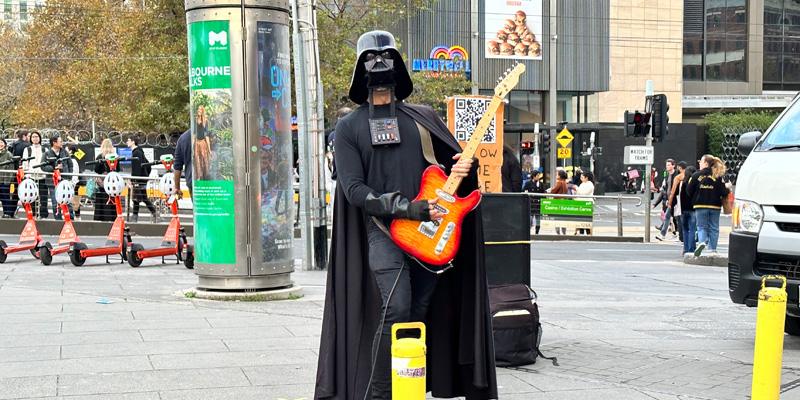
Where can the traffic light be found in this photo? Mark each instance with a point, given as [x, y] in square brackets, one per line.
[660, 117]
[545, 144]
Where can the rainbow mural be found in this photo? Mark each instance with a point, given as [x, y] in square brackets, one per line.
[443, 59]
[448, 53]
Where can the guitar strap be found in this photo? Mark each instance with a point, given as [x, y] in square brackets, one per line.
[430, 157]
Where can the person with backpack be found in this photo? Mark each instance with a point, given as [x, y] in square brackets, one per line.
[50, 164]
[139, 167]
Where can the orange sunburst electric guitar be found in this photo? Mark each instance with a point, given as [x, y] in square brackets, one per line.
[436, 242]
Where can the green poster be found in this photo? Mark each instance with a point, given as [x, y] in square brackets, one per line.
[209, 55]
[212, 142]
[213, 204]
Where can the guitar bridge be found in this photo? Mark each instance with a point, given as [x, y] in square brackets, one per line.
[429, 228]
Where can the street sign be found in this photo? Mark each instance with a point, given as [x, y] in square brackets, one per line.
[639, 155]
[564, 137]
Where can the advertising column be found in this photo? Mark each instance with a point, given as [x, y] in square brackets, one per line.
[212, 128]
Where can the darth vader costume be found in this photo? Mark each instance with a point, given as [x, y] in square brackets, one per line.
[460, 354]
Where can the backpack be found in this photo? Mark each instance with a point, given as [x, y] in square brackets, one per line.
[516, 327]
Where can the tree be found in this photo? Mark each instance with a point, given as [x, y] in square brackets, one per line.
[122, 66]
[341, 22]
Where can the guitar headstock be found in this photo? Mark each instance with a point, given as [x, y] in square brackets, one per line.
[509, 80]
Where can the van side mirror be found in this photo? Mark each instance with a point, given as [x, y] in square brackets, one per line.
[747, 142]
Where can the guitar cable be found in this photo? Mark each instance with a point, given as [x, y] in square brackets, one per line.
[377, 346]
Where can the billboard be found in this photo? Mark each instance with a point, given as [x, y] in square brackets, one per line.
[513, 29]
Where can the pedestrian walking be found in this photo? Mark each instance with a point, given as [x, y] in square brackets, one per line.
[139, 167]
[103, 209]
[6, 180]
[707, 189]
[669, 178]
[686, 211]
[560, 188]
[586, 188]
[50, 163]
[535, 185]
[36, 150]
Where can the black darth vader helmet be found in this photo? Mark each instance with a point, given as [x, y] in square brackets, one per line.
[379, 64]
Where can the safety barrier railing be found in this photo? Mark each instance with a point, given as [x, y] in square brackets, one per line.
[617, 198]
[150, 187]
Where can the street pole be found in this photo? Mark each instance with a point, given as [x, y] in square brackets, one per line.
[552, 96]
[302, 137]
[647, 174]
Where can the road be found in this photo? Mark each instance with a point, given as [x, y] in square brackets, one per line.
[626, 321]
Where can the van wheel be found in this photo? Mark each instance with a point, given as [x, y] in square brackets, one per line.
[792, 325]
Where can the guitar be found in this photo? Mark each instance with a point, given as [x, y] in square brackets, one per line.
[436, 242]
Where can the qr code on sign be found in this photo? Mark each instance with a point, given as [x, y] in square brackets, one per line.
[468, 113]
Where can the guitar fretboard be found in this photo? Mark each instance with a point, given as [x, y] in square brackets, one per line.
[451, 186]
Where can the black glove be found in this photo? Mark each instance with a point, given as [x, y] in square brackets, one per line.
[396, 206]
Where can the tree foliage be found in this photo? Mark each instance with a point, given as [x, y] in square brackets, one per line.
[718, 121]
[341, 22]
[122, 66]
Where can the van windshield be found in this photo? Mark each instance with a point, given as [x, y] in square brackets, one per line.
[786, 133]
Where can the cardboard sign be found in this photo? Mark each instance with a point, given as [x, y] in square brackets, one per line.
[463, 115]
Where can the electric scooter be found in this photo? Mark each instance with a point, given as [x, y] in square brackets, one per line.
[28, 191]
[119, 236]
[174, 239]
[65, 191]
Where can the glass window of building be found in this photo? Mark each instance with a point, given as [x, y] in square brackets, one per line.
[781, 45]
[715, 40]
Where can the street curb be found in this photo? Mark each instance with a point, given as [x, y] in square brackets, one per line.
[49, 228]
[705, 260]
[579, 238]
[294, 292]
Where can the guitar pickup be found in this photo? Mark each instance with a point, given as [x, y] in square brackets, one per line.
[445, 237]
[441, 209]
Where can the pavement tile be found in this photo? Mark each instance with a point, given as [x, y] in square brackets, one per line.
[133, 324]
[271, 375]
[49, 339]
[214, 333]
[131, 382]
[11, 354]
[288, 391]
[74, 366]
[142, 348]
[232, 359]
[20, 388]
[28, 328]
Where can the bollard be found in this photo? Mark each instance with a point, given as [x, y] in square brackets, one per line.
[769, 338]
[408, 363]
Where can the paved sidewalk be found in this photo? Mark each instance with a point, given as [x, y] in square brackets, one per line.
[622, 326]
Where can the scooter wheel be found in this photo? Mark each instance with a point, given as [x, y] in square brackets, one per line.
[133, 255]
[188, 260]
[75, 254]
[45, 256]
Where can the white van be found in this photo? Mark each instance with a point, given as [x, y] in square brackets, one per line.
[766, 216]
◇ ◇ ◇ ◇ ◇
• _Instructions to follow_
Although the records above contain pictures, your copy should give only their text, exactly as written.

• _Answer to this problem_
Where can the traffic light be found in this photo? Mark each instance with a point, given as [x, y] in square brackets, one per line.
[660, 117]
[545, 144]
Where can the rainbow mural be found in this photo? Mark each instance with a point, given as [x, y] in square brackets, one per line.
[443, 59]
[448, 53]
Where can the guitar strap be found in this photo? Mark each instance with a point, given as [x, y] in square brackets, one per line.
[430, 157]
Where can the person with backpack be found in this photo? Mark each instance with a point, given as [x, y] in square brackets, one per line.
[50, 164]
[139, 167]
Where can the orange sunburst electric guitar be found in this photo? Mark each instance with a point, given as [x, y] in square brackets, one per line.
[436, 242]
Where can the green poster be found in this photo? Mark each instance with a point, given as [x, y] in square brackets, one per line.
[209, 55]
[212, 142]
[213, 204]
Where can the guitar bridge be found in this photo? Mark each instance with a point, given as [x, y] in square brackets, one per line.
[429, 228]
Where can the street sign be found in this photo? Mark each instance with a point, given as [x, y] in square brackets, one per line.
[639, 155]
[564, 137]
Where can the advertising column be found in this photo? Mark each instance with a point, given as [x, y] in square brackets, one per line.
[212, 128]
Where can the darth vader costume be found in this photo? Mark each instance with a point, given as [x, y] in square brackets, one per line.
[460, 354]
Where can the backpack be found in this photo? Mark each instance with a point, given as [x, y] in square brackets, one per line.
[516, 327]
Where can the tree be found in this photo? Mark each instance with a point, given as [x, y] in square brackets, one per line.
[122, 66]
[341, 22]
Where can the guitar headstock be found in this photo? Mark each instance with a point, given as [x, y] in square brackets, one per line.
[509, 80]
Where can the van side mirror be found in this photo? Mark each instance with a point, given as [x, y] in square brackets, one per line.
[747, 142]
Where can the guitar cable be found in this photo? Mark each instance with a point, given as [x, y] in square brackets, one per line.
[377, 346]
Where can the billboard be found in this photo? Mark each instance with a point, given as [x, y] in square brackets, one per line.
[513, 29]
Where can the pedestrian walking be found in this photo? Mark each instance with a point, given as [x, y] in square brackets, one per line.
[139, 167]
[103, 209]
[6, 180]
[707, 189]
[669, 178]
[686, 211]
[560, 188]
[586, 188]
[50, 163]
[535, 185]
[36, 150]
Where can the black darth vader helmet be found in this photo? Mark each instance with a point, given as [x, y] in square brackets, one per line.
[379, 64]
Where can the safety barrier railing be found in this photo? Mark each instance with a point, given as [x, y] in square brackets, one per line.
[617, 198]
[150, 187]
Where can the street pole be found in this photo? Mark each instance with a point, given as [x, y] in square brackets, one per line.
[552, 96]
[302, 137]
[647, 174]
Where can the road be found in this photo? Mark each instance with a point, given as [x, y] in square brackets, one per line.
[626, 321]
Where can the van wheel be found in this photo? Mark each instance with a point, given as [x, y] in square brackets, one per line.
[792, 325]
Where can the guitar be found in this photo? Mark each instance with a point, given as [x, y] in square brackets, one per line.
[436, 242]
Where can the qr code on sign be found in this photo? Mark each instance with a point, given as [x, y] in square brackets, one per line.
[468, 113]
Where can the guitar fretboard be found in this photo? Mark each instance with a point, given as [x, y] in square brackets, one per line.
[451, 186]
Where can the black glove be found in this photo? Mark each instance with a point, given as [x, y] in square brackets, one per line.
[396, 206]
Where can the tree foliage be found in this photo? Mark each instance with a point, given as [x, y] in square brackets, one per line.
[718, 121]
[341, 22]
[122, 66]
Where can the van windshield be found in this photo? Mark each instance with a point, given as [x, y] in square brackets, one per line.
[786, 133]
Where can the cardboard sign be found in this photo? Mark each instance with a point, given as [x, y] in square brackets, one per line.
[463, 115]
Where can the electric scooter be found in this photo? Mark each instance with a point, given as [x, y] in square brackets, one per line.
[28, 191]
[119, 236]
[174, 239]
[65, 191]
Where can the glass window of building be found in this photo? Mark each instance with a point, given as [x, y] in square brackets, one per line.
[781, 45]
[715, 40]
Where can the street curb be found in this photo? Mark each instance with a point, given as [x, y] in square brackets, one per line.
[49, 228]
[705, 260]
[579, 238]
[294, 292]
Where can the guitar pickup be found in this photo? Mark each instance with a point, given as [x, y] in square brackets, one per line.
[445, 237]
[441, 209]
Where can the pavement tile be found in this photo? Mark each instance with a point, given as [x, y] in square brackets, one per line.
[133, 324]
[271, 375]
[49, 339]
[214, 333]
[131, 382]
[11, 354]
[288, 391]
[74, 366]
[142, 348]
[232, 359]
[20, 388]
[28, 328]
Where can the bollard be found in this photo? Mark each instance with a point, given as [x, y] in square brackets, one per line.
[769, 338]
[408, 363]
Where can the paved sidewalk be found in this photo? Mark each instance with a point, given as [x, y] in square brackets, one per line.
[622, 326]
Where can the scooter wheel be found in this photo? Mark each instance with a point, given as [x, y] in square brackets, one per line.
[133, 255]
[188, 260]
[75, 254]
[45, 256]
Where can the white van be found in this photo? Mark each instance with a point, given as [x, y] in square brackets, one per line.
[766, 216]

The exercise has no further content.